PROBLEMS AND TASKS →
(a) Translate this sentence from the Guadalupe River Trail thread into Spanish: "Have not ridden that section of the trail since paving was started, but I understand there are detour signs that take you out to First Ave. around the construction zone."
(b) Resume the Guadalupe River Trail thread after its last post.

# San Jose: Lower Guadalupe River Trail paving project



## 4Crawler (Jul 13, 2011)

The ~6 miles of unpaved trail from Alviso down to Hedding St. past the airport started earlier this summer, probably running until next summer in stages. 

Updates below:
- ConstructionUpdates

This is a shot of the new paving where the trail passes the SJ airport:









Have not ridden that section of the trail since paving was started, but I understand there are detour signs that take you out to First Ave. around the construction zone.


----------



## ukbloke (Sep 1, 2007)

That's very cool, thanks for posting.


----------



## 4Crawler (Jul 13, 2011)

Yes, will be nice when it is all done, I use that trail a lot to access Almaden Valley area for rides. 

Plus that will open up a lot more miles of trail I can ride my long board on. 75mm skateboard wheels and gravel do not mix well!

MATERIAL SUPPLIED →
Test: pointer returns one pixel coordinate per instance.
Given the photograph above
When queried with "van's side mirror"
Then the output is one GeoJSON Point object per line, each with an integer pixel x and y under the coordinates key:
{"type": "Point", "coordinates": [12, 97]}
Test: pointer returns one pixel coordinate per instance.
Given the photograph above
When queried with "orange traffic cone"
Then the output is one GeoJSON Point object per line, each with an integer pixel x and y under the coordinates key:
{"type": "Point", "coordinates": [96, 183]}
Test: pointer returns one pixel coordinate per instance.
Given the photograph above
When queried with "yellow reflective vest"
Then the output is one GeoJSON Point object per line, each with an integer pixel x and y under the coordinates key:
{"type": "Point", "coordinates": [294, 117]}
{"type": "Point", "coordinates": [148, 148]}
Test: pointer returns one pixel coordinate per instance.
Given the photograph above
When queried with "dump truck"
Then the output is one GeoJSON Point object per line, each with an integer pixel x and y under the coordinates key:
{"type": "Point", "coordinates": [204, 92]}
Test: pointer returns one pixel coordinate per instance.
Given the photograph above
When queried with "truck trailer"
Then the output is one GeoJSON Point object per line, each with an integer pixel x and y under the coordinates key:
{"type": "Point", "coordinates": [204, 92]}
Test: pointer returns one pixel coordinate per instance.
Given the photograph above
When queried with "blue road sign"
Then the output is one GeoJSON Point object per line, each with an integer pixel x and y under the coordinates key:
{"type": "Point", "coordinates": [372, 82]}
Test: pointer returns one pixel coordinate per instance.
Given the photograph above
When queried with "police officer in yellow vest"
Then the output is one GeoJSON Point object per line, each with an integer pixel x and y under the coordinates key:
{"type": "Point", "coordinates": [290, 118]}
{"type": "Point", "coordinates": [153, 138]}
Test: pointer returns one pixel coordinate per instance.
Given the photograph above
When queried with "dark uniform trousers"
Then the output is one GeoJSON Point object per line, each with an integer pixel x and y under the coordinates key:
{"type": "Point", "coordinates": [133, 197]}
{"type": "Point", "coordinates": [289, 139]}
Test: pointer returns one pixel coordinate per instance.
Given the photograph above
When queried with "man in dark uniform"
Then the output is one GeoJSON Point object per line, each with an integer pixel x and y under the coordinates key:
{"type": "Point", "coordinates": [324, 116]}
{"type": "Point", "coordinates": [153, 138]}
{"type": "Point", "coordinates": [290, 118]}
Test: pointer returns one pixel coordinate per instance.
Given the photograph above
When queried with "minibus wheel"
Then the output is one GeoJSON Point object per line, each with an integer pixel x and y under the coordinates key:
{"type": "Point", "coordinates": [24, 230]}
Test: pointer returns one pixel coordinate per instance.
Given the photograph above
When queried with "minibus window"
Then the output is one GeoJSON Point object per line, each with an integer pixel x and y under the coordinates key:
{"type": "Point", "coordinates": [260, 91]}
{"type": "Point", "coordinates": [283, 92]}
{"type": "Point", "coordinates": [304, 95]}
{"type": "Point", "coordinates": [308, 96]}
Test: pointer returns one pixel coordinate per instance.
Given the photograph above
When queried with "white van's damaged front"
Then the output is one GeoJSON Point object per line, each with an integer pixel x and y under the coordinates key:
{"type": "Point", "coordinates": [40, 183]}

PER-TASK ANSWERS →
(a) No he recorrido ese tramo del sendero desde que empezó la pavimentación, pero tengo entendido que hay señales de desvío que te llevan hasta First Ave. rodeando la zona de obras.

(b)
And if you ever ride the 237 Bikeway, they just re-paved the segment of that trail on the north side of Hwy. 237. Just cross 237 on Zanker and they have a nice access point there and you can take that new pavement over to the last segment of Coyote Creek Trail. It is a bit nicer riding on the north side as it is open land to the north instead of a parking lot on the south side:
- Highway 237 Bikeway

Reading the project plans, it sounds like this ~3/4 mile segment of trail was built to the latest CalTrans multi-use trail standards, so if you want to see what future trails will look like, this is a sneak peak. It has all the official Bay Trail signage as well. Just rode it yesterday on my long board, really nice on the glass smooth pavement.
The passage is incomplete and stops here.